What is the lifetime of a const variable?

In this tutorial page, it says:

  • const: An unchangeable value (the common case).
  • static: A possibly mutable variable with ['static] lifetime. The static lifetime is inferred and does not have to be specified. Accessing or modifying a mutable static variable is [unsafe].

It doesn't say what is the lifetime of const.

By commonsense, when you intentionally say something is static, that means other things are not static, so in this case I assume const's lifetime is not 'static.
Then what is its lifetime?

Thanks in advance!

const values get inserted into wherever they are used, so the const declaration itself doesn't have any associated lifetime. When you assign it to a variable, a new value is created, and that value is dropped if/when the variable is dropped.

const A: i32 = 5;
    let x = A;
    let y = &x;
} // y has an &'a i32 and 'a ends here

If you take a reference to a constant, it usually undergoes constant promotion, which essentially creates a hidden static to get a reference to.

* **Stored rows**:
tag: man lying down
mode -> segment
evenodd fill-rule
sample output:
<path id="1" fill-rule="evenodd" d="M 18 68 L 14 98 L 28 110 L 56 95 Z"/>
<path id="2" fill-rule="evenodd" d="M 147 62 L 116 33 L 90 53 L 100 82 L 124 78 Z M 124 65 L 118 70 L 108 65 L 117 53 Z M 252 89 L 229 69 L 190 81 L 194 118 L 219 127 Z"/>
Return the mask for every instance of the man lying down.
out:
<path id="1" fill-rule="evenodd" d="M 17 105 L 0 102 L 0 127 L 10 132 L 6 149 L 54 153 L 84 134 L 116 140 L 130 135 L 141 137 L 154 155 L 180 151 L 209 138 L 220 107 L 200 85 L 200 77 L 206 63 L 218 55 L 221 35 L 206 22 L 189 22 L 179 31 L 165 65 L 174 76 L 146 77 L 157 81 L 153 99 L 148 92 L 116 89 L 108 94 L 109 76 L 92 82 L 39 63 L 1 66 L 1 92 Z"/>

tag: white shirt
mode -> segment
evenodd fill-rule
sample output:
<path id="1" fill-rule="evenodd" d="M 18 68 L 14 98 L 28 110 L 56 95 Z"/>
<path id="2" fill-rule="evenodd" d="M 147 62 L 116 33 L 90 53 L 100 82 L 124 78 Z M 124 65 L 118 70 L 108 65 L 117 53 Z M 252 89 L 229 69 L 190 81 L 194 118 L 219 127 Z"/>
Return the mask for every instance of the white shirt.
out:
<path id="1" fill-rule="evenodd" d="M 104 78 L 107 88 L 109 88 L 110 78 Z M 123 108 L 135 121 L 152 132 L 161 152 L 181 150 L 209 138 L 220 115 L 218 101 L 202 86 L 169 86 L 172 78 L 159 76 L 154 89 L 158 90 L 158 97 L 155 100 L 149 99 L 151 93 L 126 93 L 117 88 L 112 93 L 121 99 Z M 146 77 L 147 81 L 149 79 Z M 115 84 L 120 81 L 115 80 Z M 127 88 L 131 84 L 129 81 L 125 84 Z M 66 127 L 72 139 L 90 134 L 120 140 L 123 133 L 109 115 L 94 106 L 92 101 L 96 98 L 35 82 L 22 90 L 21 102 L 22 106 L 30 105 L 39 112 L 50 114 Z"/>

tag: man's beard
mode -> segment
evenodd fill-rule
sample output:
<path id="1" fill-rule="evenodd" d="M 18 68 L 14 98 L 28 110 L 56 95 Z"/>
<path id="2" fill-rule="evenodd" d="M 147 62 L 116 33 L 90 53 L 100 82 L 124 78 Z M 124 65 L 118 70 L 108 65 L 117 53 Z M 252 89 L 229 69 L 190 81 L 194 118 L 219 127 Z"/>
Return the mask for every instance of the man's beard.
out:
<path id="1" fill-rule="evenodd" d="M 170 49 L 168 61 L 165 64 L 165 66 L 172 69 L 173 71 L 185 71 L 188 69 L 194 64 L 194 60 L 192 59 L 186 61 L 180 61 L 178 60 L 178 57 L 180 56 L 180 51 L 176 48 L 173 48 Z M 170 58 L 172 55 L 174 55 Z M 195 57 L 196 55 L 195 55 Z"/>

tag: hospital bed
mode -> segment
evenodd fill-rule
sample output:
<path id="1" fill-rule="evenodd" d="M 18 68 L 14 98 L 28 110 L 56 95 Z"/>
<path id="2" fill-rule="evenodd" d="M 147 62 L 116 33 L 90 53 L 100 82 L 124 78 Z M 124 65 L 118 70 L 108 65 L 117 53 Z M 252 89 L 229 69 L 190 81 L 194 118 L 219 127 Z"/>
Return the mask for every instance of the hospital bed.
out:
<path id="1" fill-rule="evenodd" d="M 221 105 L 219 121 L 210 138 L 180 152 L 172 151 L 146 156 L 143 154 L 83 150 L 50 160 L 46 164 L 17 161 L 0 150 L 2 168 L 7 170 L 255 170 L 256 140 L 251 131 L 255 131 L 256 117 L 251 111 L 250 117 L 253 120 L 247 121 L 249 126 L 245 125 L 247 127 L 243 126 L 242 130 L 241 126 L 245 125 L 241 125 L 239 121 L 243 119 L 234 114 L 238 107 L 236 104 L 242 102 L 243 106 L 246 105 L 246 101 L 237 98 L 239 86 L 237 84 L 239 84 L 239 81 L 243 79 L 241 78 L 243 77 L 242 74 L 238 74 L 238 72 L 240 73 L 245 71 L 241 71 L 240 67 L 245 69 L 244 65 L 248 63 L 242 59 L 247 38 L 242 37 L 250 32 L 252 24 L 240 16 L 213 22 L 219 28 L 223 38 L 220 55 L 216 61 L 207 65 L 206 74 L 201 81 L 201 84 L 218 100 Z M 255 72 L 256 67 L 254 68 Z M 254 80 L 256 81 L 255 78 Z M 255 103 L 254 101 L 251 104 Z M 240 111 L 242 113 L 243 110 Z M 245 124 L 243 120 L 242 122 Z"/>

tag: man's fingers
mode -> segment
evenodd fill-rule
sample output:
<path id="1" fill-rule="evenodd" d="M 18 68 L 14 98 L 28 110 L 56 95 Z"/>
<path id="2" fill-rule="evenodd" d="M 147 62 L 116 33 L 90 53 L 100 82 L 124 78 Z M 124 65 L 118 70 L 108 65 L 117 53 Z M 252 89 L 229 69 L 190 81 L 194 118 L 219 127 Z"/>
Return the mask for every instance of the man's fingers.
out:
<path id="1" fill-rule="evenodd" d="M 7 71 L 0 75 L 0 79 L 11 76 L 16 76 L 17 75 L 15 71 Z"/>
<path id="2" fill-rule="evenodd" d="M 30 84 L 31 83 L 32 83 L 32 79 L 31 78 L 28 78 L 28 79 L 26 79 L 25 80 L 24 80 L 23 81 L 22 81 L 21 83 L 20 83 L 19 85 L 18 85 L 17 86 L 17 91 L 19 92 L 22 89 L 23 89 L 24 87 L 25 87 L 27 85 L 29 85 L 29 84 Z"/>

* **The tasks**:
A - In the forum thread on const lifetimes, what usually happens when you take a reference to a constant?
B - Transcribe the forum thread on const lifetimes between "In this tutorial" and "variable is dropped.", inclusive.

* **Outputs**:
A - It usually undergoes constant promotion, which essentially creates a hidden static to get a reference to.

B -
In this tutorial page, it says:

  • const: An unchangeable value (the common case).
  • static: A possibly mutable variable with ['static] lifetime. The static lifetime is inferred and does not have to be specified. Accessing or modifying a mutable static variable is [unsafe].

It doesn't say what is the lifetime of const.

By commonsense, when you intentionally say something is static, that means other things are not static, so in this case I assume const's lifetime is not 'static.
Then what is its lifetime?

Thanks in advance!

const values get inserted into wherever they are used, so the const declaration itself doesn't have any associated lifetime. When you assign it to a variable, a new value is created, and that value is dropped if/when the variable is dropped.